** start PASSAGE GIVEN **

When I joined the Percona Support team in early 2013, MySQL 5.6 was being launched. I remember all the buzz and euphoria surrounding its release: it was a big step from the 5.5 series, carrying important changes in the MySQL architecture and internals that brought highly anticipated features such as the (still incipient) multi-threaded replication and online DDLs. What was not necessarily evident to the general public at the time was the focus it had on highly concurrent environments: MySQL 5.6 was targeting the future. What that meant in practice was, for many workloads that were still common at the time, 5.6 could perform worse than 5.5: it started pouring support tickets from unhappy customers that did the upgrade and were looking for assistance on this front.
It was a steep learning curve for me. Luckily – or as expected – I was surrounded by experts: Percona was already at the forefront of MySQL development and innovation, and my colleagues from the Percona Support team are some of the best in the industry. I was taught how to approach the analysis and troubleshooting of a MySQL server using a tried-and-tested method supported by tools crafted and honed by these same experts to make this task more effective. Fast forward eight years and we continue to operate with an improved version of this same method, which I’m going to present to you in this series of blog posts.
Where Do I Start?
One could argue that “it depends” but that is not the case when what you are aiming to do is analyze the performance of a MySQL server – or any server for that matter. You start by getting to know the server under which the service is running and how it behaves under load.
We can, then, break this approach into two distinct parts:
- Getting to “know” the server
- Understanding how the server behaves under load
The secret to starting on this road well is obtaining the right data. The first part can be considered more of a “static” analysis: we are looking for information about the underlying server’s (a) hardware specifications, (b) general OS settings, as well as (c) MySQL-specific configuration. It doesn’t matter much when this data is gathered as it should remain unchanged in the short term.

** end PASSAGE GIVEN **
** start DATA LISTING **

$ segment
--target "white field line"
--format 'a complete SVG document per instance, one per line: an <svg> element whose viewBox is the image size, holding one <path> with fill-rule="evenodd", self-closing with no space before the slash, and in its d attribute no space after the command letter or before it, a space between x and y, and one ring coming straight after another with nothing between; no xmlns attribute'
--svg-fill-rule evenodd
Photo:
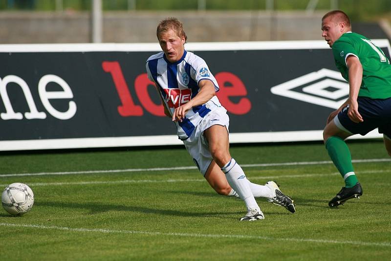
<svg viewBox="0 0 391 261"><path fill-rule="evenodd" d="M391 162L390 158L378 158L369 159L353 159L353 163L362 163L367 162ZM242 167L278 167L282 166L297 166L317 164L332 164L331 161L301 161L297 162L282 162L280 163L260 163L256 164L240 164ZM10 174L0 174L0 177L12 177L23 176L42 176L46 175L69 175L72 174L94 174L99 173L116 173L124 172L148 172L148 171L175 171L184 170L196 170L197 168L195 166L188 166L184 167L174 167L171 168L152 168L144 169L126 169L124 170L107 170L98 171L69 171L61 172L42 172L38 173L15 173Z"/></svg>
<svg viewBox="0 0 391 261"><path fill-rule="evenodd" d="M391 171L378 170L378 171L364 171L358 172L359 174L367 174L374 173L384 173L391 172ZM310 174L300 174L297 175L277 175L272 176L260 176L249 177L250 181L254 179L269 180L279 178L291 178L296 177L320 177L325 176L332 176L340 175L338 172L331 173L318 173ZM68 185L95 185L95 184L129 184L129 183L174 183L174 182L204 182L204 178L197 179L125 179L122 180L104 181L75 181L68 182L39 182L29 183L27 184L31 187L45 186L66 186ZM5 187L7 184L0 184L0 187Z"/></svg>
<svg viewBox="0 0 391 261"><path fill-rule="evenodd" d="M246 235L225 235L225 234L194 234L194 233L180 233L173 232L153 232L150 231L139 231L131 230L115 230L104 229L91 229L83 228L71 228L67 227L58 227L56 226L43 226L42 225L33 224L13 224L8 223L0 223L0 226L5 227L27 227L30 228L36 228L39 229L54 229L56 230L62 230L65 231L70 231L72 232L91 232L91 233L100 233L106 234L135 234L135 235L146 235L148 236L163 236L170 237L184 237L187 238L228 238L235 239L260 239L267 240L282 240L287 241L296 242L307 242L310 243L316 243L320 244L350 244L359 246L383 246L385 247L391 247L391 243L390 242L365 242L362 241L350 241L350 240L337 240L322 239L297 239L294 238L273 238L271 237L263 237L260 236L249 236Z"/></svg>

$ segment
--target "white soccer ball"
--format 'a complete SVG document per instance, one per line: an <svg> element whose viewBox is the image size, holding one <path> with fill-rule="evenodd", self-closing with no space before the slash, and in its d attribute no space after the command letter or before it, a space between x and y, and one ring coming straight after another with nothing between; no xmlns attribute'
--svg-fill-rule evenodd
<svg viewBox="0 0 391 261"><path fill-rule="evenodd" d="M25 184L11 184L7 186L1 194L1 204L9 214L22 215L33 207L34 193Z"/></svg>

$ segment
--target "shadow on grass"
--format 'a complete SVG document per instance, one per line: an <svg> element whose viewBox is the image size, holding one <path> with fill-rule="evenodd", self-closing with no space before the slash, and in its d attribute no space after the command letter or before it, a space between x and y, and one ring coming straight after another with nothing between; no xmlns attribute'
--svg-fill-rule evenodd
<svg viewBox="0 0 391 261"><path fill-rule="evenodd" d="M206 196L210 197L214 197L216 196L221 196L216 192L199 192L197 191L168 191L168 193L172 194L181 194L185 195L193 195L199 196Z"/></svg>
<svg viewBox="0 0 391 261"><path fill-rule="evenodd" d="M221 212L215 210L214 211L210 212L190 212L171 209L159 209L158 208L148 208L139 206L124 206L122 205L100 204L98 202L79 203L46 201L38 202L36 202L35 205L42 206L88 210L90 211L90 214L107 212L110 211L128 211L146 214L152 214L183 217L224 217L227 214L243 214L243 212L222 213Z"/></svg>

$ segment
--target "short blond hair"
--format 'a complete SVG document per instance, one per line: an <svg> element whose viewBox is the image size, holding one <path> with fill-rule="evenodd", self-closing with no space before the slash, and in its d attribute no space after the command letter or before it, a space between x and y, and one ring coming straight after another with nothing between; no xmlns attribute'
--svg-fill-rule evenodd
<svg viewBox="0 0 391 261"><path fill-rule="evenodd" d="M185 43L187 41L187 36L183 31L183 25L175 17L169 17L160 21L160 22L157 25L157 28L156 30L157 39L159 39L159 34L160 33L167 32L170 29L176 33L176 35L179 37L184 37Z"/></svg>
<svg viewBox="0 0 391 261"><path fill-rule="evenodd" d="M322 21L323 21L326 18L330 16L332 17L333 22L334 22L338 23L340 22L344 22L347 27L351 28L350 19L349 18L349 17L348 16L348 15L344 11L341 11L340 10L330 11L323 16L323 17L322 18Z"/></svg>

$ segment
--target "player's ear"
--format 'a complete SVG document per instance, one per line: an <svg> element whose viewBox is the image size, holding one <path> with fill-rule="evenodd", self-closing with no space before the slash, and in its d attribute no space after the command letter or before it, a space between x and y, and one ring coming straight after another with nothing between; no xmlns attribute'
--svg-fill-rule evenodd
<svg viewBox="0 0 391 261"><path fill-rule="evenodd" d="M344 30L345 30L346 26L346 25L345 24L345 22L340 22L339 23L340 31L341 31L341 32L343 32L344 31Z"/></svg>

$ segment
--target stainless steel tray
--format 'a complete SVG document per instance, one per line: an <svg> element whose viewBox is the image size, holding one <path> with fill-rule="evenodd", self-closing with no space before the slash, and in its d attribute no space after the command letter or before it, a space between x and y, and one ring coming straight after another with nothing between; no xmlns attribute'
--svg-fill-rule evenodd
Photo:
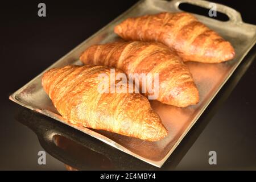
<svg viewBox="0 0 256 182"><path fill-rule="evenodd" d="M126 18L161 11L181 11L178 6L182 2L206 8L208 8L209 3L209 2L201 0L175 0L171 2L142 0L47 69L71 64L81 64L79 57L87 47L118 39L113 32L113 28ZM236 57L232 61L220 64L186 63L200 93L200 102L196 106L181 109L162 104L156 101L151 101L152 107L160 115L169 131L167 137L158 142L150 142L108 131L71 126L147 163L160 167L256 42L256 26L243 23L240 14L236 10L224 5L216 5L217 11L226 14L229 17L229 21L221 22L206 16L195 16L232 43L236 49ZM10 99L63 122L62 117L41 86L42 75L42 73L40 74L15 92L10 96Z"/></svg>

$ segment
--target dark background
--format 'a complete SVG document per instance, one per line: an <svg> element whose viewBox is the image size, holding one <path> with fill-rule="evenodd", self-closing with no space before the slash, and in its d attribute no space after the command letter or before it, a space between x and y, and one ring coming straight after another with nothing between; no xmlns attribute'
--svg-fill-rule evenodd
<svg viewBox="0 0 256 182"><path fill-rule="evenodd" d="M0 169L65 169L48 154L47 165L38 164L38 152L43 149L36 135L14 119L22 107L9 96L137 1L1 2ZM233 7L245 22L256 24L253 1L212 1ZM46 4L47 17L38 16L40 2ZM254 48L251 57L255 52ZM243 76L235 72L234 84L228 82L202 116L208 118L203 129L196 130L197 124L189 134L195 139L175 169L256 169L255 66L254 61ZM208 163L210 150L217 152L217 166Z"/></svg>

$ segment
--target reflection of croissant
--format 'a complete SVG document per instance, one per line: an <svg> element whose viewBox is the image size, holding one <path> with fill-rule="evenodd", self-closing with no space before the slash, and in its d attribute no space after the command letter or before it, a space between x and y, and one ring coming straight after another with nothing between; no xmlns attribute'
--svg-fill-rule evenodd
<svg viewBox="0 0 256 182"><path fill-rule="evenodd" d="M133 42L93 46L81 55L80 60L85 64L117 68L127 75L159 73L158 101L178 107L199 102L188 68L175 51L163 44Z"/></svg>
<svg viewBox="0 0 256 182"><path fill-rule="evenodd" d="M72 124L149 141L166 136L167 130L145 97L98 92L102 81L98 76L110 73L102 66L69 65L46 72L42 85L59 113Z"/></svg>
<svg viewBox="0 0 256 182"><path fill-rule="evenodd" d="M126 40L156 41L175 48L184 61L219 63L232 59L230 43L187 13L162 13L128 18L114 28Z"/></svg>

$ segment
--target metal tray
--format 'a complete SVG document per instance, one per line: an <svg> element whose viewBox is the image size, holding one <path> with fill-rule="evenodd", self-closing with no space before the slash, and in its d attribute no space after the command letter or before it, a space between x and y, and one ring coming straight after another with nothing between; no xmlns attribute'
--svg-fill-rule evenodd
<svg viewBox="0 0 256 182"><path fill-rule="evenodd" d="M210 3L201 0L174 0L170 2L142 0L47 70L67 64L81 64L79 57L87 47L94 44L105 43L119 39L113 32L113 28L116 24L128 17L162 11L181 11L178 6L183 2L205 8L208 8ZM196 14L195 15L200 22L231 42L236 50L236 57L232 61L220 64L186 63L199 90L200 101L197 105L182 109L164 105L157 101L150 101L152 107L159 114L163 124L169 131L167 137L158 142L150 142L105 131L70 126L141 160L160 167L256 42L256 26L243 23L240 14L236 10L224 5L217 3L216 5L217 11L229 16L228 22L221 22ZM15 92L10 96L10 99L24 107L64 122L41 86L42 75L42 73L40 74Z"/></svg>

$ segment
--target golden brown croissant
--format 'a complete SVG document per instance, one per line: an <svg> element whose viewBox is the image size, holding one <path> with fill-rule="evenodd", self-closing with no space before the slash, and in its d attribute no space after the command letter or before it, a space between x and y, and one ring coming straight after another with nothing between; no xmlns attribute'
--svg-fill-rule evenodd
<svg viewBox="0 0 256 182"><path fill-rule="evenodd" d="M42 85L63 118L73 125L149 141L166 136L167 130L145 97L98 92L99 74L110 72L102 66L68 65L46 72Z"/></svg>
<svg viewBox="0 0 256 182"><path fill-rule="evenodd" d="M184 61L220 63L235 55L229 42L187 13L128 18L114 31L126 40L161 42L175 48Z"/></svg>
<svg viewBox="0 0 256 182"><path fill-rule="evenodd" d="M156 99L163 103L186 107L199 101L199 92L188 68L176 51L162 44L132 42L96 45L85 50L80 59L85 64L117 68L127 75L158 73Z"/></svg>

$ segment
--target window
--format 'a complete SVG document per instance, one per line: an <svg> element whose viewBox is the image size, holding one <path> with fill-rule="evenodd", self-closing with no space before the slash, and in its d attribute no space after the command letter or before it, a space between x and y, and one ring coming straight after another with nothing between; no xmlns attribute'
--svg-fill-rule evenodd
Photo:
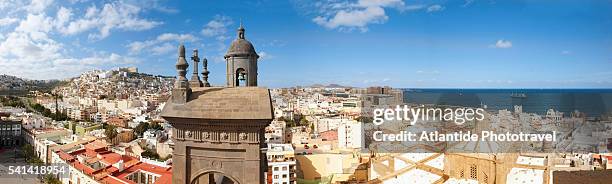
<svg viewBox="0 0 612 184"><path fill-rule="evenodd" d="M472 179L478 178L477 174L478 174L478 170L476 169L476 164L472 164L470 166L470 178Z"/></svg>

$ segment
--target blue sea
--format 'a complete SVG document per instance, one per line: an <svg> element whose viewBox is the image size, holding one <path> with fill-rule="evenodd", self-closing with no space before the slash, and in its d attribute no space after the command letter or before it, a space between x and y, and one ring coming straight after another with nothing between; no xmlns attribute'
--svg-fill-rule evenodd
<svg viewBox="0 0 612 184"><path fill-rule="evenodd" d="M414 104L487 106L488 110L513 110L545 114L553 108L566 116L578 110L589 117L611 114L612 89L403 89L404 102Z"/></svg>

** end DATA LISTING **

▸ **TASK PROMPT**:
Answer these from the MySQL performance text above:
(a) Which MySQL version was being launched when the writer joined the Percona Support team in early 2013?
(b) Into which two distinct parts is the approach broken?
(c) What three kinds of information does the "static" analysis look for?

▸ **SOLUTION BELOW**:
(a) MySQL 5.6.
(b) Getting to "know" the server, and understanding how the server behaves under load.
(c) The underlying server's hardware specifications, general OS settings, and MySQL-specific configuration.